▸ What you need to do: Read through the data and report every line in which the word "pink" occurs.

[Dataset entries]
-- Opening Marker --

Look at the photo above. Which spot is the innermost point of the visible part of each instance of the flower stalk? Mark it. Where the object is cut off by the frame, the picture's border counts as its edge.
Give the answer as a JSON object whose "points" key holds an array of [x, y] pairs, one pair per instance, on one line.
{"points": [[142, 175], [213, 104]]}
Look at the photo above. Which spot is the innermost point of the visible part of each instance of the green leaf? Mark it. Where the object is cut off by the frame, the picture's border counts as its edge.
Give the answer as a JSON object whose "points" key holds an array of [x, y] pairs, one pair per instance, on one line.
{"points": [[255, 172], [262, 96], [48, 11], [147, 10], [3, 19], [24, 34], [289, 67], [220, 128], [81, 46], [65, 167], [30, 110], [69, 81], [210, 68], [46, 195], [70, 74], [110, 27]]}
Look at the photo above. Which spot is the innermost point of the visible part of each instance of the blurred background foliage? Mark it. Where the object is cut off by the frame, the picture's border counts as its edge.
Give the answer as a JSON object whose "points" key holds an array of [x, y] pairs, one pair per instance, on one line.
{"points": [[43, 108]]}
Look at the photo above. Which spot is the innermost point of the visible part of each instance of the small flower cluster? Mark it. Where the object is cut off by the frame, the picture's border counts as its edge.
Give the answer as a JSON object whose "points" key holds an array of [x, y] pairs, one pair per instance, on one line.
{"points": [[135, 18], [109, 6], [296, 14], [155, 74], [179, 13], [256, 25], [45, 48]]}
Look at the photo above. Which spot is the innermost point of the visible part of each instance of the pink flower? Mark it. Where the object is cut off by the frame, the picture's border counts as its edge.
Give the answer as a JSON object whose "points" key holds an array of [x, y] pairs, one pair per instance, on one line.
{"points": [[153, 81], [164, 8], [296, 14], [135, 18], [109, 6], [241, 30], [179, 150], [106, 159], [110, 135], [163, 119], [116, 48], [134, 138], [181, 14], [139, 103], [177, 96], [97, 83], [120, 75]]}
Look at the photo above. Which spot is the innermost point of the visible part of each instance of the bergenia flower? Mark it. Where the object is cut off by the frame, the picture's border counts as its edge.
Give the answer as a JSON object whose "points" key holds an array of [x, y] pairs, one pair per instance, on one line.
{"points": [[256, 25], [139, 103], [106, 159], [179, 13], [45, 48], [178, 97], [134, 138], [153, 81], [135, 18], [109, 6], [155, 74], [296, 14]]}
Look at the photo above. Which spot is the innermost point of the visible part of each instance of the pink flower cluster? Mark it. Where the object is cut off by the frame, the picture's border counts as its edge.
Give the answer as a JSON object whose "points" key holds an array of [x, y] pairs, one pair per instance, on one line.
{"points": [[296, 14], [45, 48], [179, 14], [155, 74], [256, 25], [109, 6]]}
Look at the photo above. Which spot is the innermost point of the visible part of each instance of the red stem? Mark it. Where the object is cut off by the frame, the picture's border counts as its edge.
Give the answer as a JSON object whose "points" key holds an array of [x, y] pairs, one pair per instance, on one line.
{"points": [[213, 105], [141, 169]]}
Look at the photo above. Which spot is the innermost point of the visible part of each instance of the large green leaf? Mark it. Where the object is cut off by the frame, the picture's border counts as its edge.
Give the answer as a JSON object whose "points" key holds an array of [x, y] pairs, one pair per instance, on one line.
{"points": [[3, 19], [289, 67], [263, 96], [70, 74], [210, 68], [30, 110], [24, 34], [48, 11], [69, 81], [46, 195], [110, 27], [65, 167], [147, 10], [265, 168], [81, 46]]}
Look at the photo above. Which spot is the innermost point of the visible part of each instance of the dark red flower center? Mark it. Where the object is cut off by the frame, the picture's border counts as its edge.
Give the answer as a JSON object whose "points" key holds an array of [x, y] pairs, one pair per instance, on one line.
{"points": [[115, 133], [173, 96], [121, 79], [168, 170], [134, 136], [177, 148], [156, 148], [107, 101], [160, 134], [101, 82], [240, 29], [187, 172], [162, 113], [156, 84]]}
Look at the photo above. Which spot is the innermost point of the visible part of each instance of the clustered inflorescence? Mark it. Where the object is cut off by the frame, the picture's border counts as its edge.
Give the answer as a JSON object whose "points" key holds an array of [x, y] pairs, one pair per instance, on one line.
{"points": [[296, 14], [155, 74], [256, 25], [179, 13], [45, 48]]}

-- Closing Marker --

▸ Solution for this exercise:
Look at the photo above. Which spot is the innermost point of the visible part of each instance of the pink flower? Mark it. Where the object is cut off by the frame, the picture's border counts as its edge.
Look at the photo above. Which spot is the innermost point of the visible part of each instance of the pink flower cluster? Mark it. Where the object is cut off by the frame, the picture's border counts as its edge.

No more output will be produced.